| Task brief |
Please repeat, unchanged, the lines at the top of the listing below, ending with the one that has "Label a point on each instance of the woman with".

| Supplied records |
▼

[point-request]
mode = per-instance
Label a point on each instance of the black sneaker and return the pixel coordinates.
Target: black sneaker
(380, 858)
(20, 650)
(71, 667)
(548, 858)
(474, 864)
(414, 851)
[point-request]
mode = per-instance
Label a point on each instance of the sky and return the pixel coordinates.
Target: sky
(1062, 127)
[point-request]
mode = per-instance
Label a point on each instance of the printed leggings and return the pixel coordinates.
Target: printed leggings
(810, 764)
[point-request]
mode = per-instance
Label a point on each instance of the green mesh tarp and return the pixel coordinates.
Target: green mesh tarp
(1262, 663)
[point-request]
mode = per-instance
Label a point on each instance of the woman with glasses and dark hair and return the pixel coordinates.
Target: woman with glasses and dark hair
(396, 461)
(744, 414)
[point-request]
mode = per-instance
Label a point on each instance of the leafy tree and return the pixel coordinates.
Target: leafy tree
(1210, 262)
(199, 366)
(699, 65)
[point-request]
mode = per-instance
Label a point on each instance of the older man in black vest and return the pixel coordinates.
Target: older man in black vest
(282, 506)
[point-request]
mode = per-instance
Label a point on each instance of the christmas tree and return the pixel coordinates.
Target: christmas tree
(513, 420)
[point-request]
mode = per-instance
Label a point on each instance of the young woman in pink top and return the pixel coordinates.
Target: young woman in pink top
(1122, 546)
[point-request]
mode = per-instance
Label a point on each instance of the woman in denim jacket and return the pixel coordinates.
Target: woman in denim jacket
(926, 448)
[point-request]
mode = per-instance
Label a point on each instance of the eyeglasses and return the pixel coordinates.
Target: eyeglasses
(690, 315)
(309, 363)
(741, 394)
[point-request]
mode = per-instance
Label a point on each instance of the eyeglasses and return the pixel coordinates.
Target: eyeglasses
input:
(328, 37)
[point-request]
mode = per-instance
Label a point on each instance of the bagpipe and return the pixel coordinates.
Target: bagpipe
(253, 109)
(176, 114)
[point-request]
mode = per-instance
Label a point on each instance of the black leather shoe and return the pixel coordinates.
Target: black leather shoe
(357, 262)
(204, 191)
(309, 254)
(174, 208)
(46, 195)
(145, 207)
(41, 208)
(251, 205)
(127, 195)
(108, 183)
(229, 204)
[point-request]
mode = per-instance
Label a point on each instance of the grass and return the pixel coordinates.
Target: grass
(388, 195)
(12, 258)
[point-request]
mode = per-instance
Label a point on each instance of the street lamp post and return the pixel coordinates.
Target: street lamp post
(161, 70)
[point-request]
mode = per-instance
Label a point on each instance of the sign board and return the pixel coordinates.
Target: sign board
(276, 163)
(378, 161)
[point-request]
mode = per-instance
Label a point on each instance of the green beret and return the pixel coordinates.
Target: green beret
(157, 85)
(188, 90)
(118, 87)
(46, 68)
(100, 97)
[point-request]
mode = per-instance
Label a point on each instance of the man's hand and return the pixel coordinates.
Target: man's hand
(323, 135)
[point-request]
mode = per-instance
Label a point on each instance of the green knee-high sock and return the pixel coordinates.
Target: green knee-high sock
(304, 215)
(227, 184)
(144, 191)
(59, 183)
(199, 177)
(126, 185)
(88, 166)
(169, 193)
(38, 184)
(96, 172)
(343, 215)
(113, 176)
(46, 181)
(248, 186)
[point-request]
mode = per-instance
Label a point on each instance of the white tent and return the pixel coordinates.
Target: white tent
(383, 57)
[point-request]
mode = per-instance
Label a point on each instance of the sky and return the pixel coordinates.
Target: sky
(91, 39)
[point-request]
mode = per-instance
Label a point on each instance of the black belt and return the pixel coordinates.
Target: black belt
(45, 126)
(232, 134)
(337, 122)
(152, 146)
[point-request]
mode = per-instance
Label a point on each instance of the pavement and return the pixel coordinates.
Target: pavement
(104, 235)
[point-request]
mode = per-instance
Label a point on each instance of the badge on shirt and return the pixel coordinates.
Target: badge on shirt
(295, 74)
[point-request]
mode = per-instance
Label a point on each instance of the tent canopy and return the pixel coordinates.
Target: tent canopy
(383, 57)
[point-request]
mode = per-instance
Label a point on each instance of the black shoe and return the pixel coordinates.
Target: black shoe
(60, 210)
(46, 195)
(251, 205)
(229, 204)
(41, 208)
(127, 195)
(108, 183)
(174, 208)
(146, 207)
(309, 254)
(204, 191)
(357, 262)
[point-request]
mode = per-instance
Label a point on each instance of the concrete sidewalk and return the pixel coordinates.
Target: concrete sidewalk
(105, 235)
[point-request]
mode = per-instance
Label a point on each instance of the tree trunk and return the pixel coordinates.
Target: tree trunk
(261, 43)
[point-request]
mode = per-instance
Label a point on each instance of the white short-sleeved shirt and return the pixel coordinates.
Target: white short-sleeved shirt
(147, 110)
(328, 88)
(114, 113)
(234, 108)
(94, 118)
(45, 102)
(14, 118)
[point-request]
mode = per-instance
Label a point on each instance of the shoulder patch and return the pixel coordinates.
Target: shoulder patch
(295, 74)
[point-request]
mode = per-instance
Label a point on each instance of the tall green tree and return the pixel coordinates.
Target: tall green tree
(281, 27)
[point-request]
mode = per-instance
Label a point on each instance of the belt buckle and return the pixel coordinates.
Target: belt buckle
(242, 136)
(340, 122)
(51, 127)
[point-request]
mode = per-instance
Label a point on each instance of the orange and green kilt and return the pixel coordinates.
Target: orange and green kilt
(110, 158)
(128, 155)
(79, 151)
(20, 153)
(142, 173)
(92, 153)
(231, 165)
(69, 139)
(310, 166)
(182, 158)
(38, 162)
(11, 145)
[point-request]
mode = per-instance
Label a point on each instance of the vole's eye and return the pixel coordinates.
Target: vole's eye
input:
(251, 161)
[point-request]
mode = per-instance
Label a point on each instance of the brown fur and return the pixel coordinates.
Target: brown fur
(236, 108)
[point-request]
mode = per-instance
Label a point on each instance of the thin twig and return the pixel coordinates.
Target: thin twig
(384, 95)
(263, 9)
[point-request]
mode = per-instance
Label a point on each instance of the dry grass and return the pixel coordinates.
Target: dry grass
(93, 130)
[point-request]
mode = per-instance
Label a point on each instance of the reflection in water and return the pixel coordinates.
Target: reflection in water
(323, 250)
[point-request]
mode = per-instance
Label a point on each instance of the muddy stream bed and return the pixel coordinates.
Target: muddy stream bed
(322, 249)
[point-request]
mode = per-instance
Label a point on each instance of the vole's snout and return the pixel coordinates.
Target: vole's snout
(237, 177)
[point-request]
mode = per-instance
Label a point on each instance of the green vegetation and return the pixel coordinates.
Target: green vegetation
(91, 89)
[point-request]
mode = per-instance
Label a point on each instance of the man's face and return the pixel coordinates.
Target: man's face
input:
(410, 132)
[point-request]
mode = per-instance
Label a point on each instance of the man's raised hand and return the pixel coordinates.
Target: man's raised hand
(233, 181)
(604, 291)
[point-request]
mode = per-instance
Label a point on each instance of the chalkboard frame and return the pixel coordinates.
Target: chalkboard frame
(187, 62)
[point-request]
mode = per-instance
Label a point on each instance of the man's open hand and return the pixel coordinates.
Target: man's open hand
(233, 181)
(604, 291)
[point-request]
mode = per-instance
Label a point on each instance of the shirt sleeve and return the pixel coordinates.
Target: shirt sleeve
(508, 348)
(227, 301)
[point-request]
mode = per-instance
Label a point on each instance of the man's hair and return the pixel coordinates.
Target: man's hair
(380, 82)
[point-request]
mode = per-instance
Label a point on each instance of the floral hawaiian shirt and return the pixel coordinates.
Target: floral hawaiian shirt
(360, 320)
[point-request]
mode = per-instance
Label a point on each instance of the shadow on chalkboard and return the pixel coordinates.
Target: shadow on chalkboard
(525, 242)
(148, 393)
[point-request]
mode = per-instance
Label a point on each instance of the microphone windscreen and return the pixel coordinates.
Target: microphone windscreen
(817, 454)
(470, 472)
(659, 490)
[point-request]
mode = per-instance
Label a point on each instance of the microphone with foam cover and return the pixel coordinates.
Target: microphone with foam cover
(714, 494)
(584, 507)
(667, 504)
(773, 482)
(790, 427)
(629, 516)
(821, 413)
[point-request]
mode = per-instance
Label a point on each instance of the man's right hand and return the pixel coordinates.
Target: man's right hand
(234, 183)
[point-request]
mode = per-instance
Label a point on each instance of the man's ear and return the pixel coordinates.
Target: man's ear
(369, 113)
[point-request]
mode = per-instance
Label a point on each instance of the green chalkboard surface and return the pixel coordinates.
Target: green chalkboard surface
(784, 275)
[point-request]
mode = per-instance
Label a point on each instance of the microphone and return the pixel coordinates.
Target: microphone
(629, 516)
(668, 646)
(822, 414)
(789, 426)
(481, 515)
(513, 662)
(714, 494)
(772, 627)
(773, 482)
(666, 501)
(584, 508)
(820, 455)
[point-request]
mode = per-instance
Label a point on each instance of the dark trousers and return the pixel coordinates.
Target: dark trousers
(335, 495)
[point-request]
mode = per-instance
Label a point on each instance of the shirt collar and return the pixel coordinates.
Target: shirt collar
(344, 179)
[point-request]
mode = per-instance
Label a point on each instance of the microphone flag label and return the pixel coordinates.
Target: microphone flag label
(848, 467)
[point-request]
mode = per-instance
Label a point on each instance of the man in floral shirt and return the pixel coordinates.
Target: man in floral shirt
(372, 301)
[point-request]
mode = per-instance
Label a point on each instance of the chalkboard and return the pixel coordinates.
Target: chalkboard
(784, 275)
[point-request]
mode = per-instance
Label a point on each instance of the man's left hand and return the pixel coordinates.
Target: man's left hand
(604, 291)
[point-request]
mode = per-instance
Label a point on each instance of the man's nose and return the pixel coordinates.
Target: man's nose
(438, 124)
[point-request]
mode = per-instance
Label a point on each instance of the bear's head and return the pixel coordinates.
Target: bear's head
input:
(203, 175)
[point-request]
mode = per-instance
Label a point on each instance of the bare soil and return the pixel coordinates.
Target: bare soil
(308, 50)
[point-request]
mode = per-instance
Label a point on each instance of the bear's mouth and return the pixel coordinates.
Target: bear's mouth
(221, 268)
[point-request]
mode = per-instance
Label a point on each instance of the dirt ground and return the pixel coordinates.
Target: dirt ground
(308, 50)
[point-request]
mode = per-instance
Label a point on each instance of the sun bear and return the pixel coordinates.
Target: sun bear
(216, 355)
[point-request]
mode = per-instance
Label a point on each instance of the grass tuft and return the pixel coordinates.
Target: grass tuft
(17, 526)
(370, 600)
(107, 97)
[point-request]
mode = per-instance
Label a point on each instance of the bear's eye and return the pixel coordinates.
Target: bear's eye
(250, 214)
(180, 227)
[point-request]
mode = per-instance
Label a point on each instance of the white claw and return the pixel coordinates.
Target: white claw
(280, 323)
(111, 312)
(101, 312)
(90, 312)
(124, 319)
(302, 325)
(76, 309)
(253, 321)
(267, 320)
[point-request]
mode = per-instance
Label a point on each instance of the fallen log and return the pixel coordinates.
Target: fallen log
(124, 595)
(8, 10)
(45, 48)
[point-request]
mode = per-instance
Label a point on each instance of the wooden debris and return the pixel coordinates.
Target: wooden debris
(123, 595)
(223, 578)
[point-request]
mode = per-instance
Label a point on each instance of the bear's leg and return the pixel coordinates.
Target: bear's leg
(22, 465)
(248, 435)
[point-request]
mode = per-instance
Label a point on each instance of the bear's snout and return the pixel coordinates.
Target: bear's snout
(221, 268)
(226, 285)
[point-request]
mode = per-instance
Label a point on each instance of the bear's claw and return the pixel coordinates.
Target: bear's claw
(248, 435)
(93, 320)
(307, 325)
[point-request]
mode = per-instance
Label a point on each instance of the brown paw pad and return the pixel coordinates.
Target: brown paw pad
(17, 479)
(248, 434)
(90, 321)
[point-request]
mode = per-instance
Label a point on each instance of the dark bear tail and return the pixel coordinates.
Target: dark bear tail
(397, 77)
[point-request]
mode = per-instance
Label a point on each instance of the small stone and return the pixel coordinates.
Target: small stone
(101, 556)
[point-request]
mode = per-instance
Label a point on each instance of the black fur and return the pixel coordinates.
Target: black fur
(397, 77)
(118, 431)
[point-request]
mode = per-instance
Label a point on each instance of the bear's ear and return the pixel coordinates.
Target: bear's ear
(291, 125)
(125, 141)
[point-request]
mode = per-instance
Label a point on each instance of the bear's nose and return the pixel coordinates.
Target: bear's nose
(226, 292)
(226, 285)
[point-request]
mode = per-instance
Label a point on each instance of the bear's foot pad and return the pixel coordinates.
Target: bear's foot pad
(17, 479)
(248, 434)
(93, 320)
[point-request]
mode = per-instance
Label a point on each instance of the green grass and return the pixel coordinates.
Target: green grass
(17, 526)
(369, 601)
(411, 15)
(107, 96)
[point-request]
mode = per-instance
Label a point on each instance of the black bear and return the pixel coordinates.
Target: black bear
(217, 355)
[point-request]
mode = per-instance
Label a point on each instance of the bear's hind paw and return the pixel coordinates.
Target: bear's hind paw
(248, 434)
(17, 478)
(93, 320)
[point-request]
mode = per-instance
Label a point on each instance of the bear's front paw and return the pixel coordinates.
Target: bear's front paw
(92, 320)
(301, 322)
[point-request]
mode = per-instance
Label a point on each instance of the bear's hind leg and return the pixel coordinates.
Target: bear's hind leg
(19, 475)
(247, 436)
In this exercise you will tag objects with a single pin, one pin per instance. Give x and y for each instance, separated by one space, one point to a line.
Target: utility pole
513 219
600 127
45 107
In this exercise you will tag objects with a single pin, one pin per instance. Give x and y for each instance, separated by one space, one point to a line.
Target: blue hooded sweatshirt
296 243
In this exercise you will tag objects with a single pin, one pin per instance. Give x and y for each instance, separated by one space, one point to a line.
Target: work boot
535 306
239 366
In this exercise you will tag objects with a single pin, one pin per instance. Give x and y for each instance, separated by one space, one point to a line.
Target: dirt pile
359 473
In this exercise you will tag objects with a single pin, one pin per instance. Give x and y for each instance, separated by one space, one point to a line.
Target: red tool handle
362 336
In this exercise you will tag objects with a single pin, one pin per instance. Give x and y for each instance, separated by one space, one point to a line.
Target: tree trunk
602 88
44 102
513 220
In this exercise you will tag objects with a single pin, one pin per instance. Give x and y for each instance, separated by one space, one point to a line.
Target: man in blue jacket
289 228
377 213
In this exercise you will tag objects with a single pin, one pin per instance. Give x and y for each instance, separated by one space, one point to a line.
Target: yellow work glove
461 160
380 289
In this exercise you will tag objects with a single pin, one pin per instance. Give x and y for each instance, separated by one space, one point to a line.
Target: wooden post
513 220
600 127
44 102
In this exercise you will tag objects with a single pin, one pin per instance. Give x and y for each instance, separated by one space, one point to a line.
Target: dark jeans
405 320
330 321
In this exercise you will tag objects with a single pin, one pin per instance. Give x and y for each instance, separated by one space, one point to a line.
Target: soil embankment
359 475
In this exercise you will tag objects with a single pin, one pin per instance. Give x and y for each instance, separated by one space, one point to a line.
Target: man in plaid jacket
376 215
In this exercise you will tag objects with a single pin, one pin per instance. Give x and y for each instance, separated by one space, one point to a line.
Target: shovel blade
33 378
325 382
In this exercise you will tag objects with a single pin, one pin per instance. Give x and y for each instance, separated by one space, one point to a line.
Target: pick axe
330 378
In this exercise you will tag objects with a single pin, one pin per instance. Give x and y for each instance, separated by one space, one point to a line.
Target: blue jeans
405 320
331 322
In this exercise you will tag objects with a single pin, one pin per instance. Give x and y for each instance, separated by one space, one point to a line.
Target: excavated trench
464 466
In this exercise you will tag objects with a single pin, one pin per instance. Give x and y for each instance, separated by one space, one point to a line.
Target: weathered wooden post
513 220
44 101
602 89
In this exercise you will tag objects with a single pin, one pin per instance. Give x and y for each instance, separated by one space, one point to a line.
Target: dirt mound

▲

| Problem solution |
[point-request]
mode = per-instance
Label a point on each instance of the black sneaker and return the pixel coordinates.
Target: black sneaker
(380, 858)
(20, 650)
(71, 667)
(548, 858)
(474, 864)
(414, 851)
[point-request]
mode = per-instance
Label a point on each instance of the sky and return the pixel coordinates.
Target: sky
(1062, 127)
[point-request]
mode = per-instance
Label a point on each instance of the printed leggings and return the pixel coordinates.
Target: printed leggings
(810, 764)
[point-request]
mode = per-instance
Label a point on each instance of the green mesh tarp and return the pixel coordinates.
Target: green mesh tarp
(1262, 663)
[point-request]
mode = per-instance
Label a point on each instance of the woman with glasses and dark hair and return the pixel coordinates.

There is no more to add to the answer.